--- start Data lines ---

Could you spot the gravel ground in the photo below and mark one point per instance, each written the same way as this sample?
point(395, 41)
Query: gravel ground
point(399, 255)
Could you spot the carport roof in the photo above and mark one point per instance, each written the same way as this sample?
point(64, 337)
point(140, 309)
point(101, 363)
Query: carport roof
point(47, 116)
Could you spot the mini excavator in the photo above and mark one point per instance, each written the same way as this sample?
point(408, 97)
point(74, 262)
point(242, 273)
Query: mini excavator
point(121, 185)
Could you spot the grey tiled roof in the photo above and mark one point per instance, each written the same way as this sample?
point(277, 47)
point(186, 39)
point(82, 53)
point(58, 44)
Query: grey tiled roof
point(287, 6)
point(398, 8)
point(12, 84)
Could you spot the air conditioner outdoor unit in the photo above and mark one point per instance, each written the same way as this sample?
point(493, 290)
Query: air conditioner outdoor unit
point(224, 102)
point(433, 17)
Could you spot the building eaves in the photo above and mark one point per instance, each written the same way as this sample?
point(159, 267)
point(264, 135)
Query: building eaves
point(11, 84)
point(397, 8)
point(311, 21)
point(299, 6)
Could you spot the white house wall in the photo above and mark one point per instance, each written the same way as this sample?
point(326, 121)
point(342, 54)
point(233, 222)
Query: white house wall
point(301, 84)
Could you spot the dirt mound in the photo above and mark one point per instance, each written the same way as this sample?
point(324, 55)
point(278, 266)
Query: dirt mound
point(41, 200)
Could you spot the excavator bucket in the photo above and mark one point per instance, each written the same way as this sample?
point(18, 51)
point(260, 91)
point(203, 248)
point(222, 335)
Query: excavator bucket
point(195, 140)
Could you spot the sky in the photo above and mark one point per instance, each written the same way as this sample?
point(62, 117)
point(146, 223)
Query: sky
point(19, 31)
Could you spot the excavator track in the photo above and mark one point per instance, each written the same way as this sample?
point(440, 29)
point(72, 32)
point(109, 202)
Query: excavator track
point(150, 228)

--- end Data lines ---

## Goal:
Rewrite all of the data with each occurrence of "mark one point per instance" replaced by "place one point on each instance". Leave every other part unchanged.

## Response to this exercise:
Could you spot the gravel ground in the photo below and place one point on each instance, each written the same way as this sample?
point(395, 41)
Query: gravel ground
point(399, 255)
Could you spot the carport roof in the photo above and place one point on each instance, each written the same way as this sample?
point(64, 337)
point(140, 309)
point(101, 363)
Query: carport roof
point(47, 116)
Could you spot the mini excavator in the photo above and place one point on each instance, each written the same way as this sample?
point(408, 97)
point(74, 262)
point(242, 273)
Query: mini excavator
point(121, 185)
Could you spot the grey tiled roof in the photo above and place one point on each instance, each written the same way as this sample?
point(277, 47)
point(186, 39)
point(82, 53)
point(58, 44)
Query: grey tiled roof
point(287, 6)
point(398, 8)
point(12, 84)
Could you spot the air conditioner outdoor unit in the photo above and place one point on each instance, each written the same way as this sample?
point(493, 290)
Query: air conditioner outdoor unit
point(224, 102)
point(433, 17)
Could you spot the building eaves in the photo above and place one point on each instance, each written the same way as this sample?
point(159, 267)
point(264, 135)
Query: building eaves
point(11, 84)
point(397, 8)
point(311, 21)
point(299, 6)
Could you spot the white house wall in the photo above and place one point on each instance, each written the same way as this sample?
point(326, 121)
point(342, 54)
point(233, 222)
Query: white house wall
point(301, 84)
Could you spot the dirt mound in the photo above and place one point on each instance, each written the same way as this sample?
point(324, 55)
point(278, 266)
Query: dirt mound
point(41, 200)
Could you spot the excavator bucket in the photo above and place one point on each instance, each written the same way as this sample?
point(18, 51)
point(260, 91)
point(203, 248)
point(222, 335)
Query: excavator bucket
point(195, 140)
Could you spot the sky in the photo above and place one point on each instance, each written the same way as this sample?
point(62, 117)
point(146, 223)
Query: sky
point(19, 31)
Could you spot the excavator track in the photo above and place one point on each instance, each written the same way as this sample?
point(440, 29)
point(72, 32)
point(109, 202)
Query: excavator track
point(150, 228)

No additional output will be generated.